*The task:* Output the data word for word, dropping every image.
Listed records Start Marker
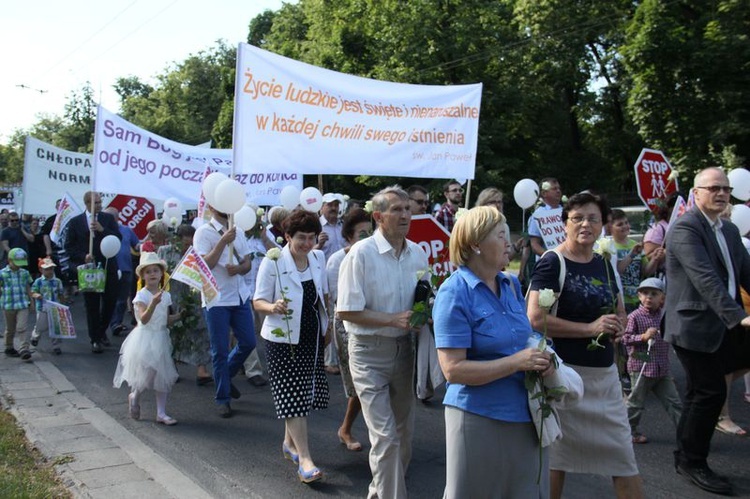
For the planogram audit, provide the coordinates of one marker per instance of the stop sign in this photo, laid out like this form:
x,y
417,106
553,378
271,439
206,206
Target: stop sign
x,y
652,171
135,212
433,238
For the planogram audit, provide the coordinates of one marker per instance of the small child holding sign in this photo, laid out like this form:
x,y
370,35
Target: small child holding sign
x,y
47,287
146,354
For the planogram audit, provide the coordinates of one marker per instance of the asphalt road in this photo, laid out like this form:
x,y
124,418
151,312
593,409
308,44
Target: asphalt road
x,y
241,456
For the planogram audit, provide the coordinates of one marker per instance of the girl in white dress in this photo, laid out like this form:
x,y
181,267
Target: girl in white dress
x,y
146,354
Listed records End Marker
*Output for this exercise:*
For the planogram audit, provide the coordinates of one marker per instance of the stop sign in this photo, laid out like this form:
x,y
417,106
553,378
271,439
206,206
Target: stop sign
x,y
652,171
135,212
433,238
For the planogram audit, provide the coordinates of one marker per instance of the small child holding sign in this photo, laid out like this form:
x,y
370,35
Target: small child holding sign
x,y
47,287
146,354
For the planogram audit, provide the coordinates of one marker per instance of the asphalt road in this photo, laid out like this form:
x,y
124,418
151,312
593,409
308,44
Target: asphalt road
x,y
241,456
For the planogram audit, provide the coordinates of one marker per instance of the girl in white dress in this photo, laid out like this form:
x,y
181,267
Target: girl in white dress
x,y
146,354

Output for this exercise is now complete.